Task goal:
Copy the items below word for word, but leave out the pictures.

Entries provided:
-- START --

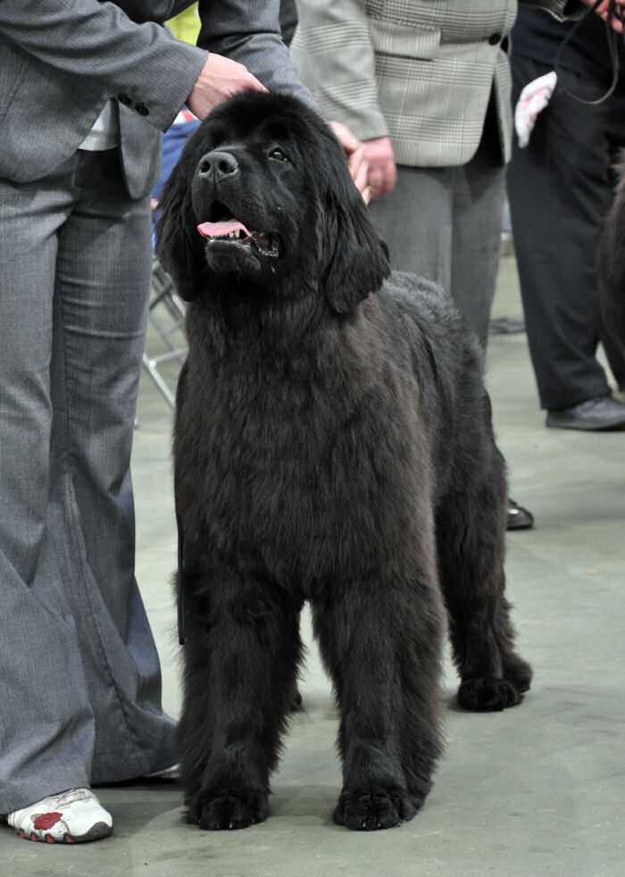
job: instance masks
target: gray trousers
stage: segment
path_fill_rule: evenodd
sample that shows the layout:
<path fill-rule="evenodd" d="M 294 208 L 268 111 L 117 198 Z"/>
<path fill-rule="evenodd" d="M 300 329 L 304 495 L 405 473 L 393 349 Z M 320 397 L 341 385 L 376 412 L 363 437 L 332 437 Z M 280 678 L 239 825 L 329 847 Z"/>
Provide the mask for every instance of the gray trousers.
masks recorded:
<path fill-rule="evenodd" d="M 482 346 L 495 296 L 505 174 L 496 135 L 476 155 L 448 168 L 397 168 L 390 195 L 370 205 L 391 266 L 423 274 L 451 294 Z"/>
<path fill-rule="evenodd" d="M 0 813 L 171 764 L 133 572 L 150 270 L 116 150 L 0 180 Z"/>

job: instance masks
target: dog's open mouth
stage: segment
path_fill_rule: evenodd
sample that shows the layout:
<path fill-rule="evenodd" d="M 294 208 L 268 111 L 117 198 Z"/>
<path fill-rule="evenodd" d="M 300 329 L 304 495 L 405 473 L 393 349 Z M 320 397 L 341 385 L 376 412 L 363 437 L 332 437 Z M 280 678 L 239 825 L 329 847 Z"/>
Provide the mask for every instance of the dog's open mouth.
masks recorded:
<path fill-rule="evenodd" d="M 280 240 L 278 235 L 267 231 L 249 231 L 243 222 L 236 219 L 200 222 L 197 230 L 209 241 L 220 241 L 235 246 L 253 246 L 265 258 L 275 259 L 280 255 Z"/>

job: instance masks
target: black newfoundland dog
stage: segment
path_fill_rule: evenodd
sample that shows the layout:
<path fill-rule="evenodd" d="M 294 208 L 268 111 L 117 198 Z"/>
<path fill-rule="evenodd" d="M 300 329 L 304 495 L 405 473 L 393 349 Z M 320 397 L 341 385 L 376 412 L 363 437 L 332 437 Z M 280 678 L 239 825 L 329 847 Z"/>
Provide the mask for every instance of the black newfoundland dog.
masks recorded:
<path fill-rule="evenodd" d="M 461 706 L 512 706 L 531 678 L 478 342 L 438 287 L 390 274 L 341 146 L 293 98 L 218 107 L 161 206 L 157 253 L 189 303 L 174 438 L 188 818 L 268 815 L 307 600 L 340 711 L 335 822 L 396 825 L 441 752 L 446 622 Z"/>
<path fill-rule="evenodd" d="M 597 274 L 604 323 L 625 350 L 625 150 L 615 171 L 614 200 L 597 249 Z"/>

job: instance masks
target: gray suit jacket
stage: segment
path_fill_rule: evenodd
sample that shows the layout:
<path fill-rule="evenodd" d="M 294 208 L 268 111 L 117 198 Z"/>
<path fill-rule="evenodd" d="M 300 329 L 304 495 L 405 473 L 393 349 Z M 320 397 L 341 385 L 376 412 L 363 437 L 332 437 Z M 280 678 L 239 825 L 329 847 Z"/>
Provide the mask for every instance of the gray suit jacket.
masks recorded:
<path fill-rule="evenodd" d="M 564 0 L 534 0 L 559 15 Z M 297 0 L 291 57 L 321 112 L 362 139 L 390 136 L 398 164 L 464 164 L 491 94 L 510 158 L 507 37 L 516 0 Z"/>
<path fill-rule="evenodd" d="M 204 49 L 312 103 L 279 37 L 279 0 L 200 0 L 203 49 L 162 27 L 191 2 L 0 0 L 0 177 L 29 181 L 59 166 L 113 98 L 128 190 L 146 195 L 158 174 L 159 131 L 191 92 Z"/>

-- END --

Full output:
job: instance masks
target: gray trousers
stage: segment
path_fill_rule: evenodd
sample that shows the layout:
<path fill-rule="evenodd" d="M 294 208 L 268 111 L 117 198 Z"/>
<path fill-rule="evenodd" d="M 300 329 L 304 495 L 405 473 L 393 349 Z M 320 397 L 341 385 L 376 412 L 363 437 L 332 437 Z M 280 678 L 239 825 L 329 847 Z"/>
Provide the mask for every instance of the gray trousers.
masks recorded:
<path fill-rule="evenodd" d="M 482 346 L 495 296 L 505 174 L 496 135 L 476 155 L 448 168 L 397 168 L 390 195 L 370 205 L 391 266 L 423 274 L 451 294 Z"/>
<path fill-rule="evenodd" d="M 0 813 L 171 764 L 133 572 L 150 270 L 116 150 L 0 180 Z"/>

job: instance masks
target: dog's open mouth
stage: segment
path_fill_rule: evenodd
sample that shows the layout:
<path fill-rule="evenodd" d="M 294 208 L 268 111 L 117 198 Z"/>
<path fill-rule="evenodd" d="M 300 329 L 304 495 L 405 473 L 393 349 Z M 320 397 L 341 385 L 376 412 L 363 437 L 332 437 Z M 280 678 L 239 825 L 329 847 Z"/>
Provide the mask for every instance of the dog's open mouth.
masks recorded:
<path fill-rule="evenodd" d="M 280 240 L 278 235 L 267 231 L 249 231 L 243 222 L 236 219 L 200 222 L 197 230 L 209 241 L 220 241 L 235 246 L 253 246 L 265 258 L 275 259 L 280 255 Z"/>

job: instance masks
target: black newfoundland dog
stage: segment
path_fill_rule: evenodd
sample that shows the layout:
<path fill-rule="evenodd" d="M 294 208 L 268 111 L 117 198 Z"/>
<path fill-rule="evenodd" d="M 300 329 L 304 495 L 405 473 L 393 349 Z M 320 397 L 341 385 L 376 412 L 363 437 L 332 437 Z M 280 678 L 239 825 L 329 847 Z"/>
Provide the mask for every instance of the black newfoundland dog.
masks recorded:
<path fill-rule="evenodd" d="M 461 706 L 512 706 L 531 678 L 478 342 L 438 287 L 390 274 L 341 146 L 293 98 L 218 107 L 161 206 L 157 253 L 189 303 L 174 438 L 188 818 L 268 815 L 307 600 L 340 711 L 335 822 L 396 825 L 441 752 L 446 622 Z"/>
<path fill-rule="evenodd" d="M 597 274 L 604 323 L 625 350 L 625 150 L 615 171 L 614 200 L 597 249 Z"/>

job: instance masks
target: gray suit jacket
stage: segment
path_fill_rule: evenodd
sample that shows the layout:
<path fill-rule="evenodd" d="M 294 208 L 268 111 L 117 198 Z"/>
<path fill-rule="evenodd" d="M 300 329 L 304 495 L 405 473 L 393 349 Z M 320 397 L 341 385 L 376 412 L 363 437 L 332 437 Z M 280 678 L 239 825 L 329 847 Z"/>
Provide the mask for every instance of the gray suit jacket.
masks recorded:
<path fill-rule="evenodd" d="M 564 0 L 534 0 L 559 15 Z M 297 0 L 291 57 L 321 112 L 362 139 L 390 136 L 398 164 L 464 164 L 491 94 L 510 158 L 507 37 L 516 0 Z"/>
<path fill-rule="evenodd" d="M 204 49 L 312 103 L 279 37 L 279 0 L 200 0 L 203 49 L 162 27 L 191 2 L 0 0 L 0 177 L 29 181 L 59 166 L 113 98 L 128 190 L 146 195 L 158 174 L 159 131 L 191 92 Z"/>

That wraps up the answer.